== TEXT SHOWN ==

The other key innovation was using the lightweight Sony FX3 pro-use camera with Atlas Mercury and P+S Technik Evolution lenses and an aspect ratio of 2.76: 1. This was a first for a film of this magnitude, providing intimacy and naturalism, and the ability to shoot 30-minute scenes without a cut and move anywhere at 360 degrees. Cinematographer Greig Fraser (“Rogue One”) set up multiple configurations before departing for “Dune: Part Two,” and DP Oren Soffer monitored lighting remotely (since this was during COVID) and operated a camera.
“There are a few things about it that are unique,” the director explained. “One is obviously the form factor: It’s tiny and really lightweight, and it’s essentially 4K, so that’s amazing. But the other thing was it had a base ISO of 12800, and so that meant we could shoot in moonlight. And so you have this very sensitive camera and you don’t need the giant lights anymore, which in terms of the guerilla way of filming, allowed us to use these LED tubes to light scenes. It was very organic and liberating and I would never make another film any other way.”
There was such flexibility that they were able to totally improvise an early scene between Joshua and his pregnant girlfriend Maya (Gemma Chan) before his cover is blown. “Chris Weitz wrote a really great, profound scene with the two of them in bed talking and I filmed hours of takes,” Edwards said. “And I just felt that it didn’t feel like a real couple. And so I just went, ‘Fuck it, forget everything and just have fun, mess with each other.’ We did that [affectionate mocking] for about 45 minutes and I didn’t say a word. Some of it was invented in post and we compressed the conversation.”

===
== MATERIAL PROVIDED ==

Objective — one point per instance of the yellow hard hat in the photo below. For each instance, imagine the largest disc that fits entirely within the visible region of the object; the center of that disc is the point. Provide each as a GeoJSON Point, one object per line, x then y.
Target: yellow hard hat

===

YOUR INSTRUCTIONS: Pick up the account of shooting the film on the Sony FX3 camera and continue it from its final sentence.

RESPONSE TO THIS TASK:
When it came to working with the inexperienced Voyles as Alphie, however, the director took no credit — it was like pushing a magic button and watching her deliver the proper emotion. “I could just say what Alphie was feeling and that was it,” said Edwards. “I would jokingly turn to the rest of the crew and ask why they couldn’t all be like that.”
Fortunately, Edwards had one of the great editors to work with: Hank Corwin (“The Big Short”), the master of chaotic cutting (“Dune” Oscar winner Joe Walker did the first assembly before departing for the sequel). “Hank’s incredibly left field from everybody else, and it was just incredible to see how his mind works,” added Edwards. “What was important to me was that it was a combination of classical blockbuster filmmaking with this artistic, dreamscape-y approach.
“And you have to be willing to totally smash the film to pieces and then reconstruct it, smash it again, and reconstruct it. And Hank will smash something to pieces more than anyone I’ve ever met. Normally, I’m the person dragging everyone off the cliff going, ‘Come on, we’ve got to go further.’ Hank lives up at the bottom of the cliff.”